THE TASK
Copy the part of the Huffman archiver text that starts at the words "4) items 1-3 are" and ends after "the left – 0).".

EXTRACT TO READ

☆ ☆ ☆

4) items 1-3 are performed until all words become parents of the tree top;

5) marks the path to each vertex of the tree (to the right – 1, to the left – 0).

The resulting sequences are codes corresponding to each word. The code tree is shown in Fig. 1.

Huffman code tree

Figure 1 – Huffman code tree

Thus, each word will correspond to a unique code. They are listed in Table 1.


Table 1 – Words and their respective codes

Word Frequency of occurrence Code
many 8 00
also 6 11
day 5 10
quiet 4 011
after 3 0100
through 1 0101

The developed archiver is a client-server application. The client part breaks the source text into words, punctuation marks and sends them to the server. The server, in turn, finds in the database of dictionaries a code corresponding to a word, a punctuation mark, and returns it to the client along with the identifier of the dictionary from which it was taken. The process of information exchange between the client and server parts of the application is shown in Fig. 2.

The process of information exchange between the client and server parts of the application

Figure 2 – The process of information exchange between the client and server parts of the application
(animation: 10 frames, 7 cycles of repeating, 46 KB)

The client part of the application archives the data received from the server. Dictionary identifiers have a fixed length of 3 bits, and the codes of words and punctuation marks have, respectively, a dynamic length. Thus, the resulting archive is a sequence of bits, in which the dictionary identifier and the code of a word or punctuation mark are sequentially recorded. Unarchiving occurs in a similar way: a sequence of bits of compressed text is divided into dictionary identifiers and codes of words or punctuation marks, the client sends them to the server. The server returns a word or punctuation mark that corresponds to the code found in the dictionary with the given identifier.

☆ ☆ ☆

PROVIDED INFORMATION
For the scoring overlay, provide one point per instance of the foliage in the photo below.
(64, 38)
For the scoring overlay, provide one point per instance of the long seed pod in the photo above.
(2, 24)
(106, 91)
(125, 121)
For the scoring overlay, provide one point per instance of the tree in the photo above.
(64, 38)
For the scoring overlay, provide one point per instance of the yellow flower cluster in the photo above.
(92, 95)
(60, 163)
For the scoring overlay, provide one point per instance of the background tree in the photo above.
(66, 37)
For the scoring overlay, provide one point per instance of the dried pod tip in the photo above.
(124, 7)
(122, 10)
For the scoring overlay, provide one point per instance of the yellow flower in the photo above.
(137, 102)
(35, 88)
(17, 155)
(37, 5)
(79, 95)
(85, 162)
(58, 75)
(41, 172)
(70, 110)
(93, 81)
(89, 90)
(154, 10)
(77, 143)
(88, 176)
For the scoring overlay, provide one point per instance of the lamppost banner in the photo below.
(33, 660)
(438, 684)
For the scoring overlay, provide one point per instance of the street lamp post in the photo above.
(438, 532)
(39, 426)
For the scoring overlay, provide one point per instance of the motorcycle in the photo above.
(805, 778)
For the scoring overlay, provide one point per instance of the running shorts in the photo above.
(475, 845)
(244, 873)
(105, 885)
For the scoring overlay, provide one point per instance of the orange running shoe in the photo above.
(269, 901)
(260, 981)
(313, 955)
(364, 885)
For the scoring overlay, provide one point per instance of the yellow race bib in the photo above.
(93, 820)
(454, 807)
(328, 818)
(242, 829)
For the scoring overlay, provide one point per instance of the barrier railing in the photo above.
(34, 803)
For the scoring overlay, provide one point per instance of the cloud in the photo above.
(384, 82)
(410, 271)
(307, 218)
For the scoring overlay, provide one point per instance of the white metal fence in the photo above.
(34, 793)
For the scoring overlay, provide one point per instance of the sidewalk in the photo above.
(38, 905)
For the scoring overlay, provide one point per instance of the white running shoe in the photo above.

☆ ☆ ☆

PROBLEM SOLUTION
4) items 1-3 are performed until all words become parents of the tree top;

5) marks the path to each vertex of the tree (to the right – 1, to the left – 0).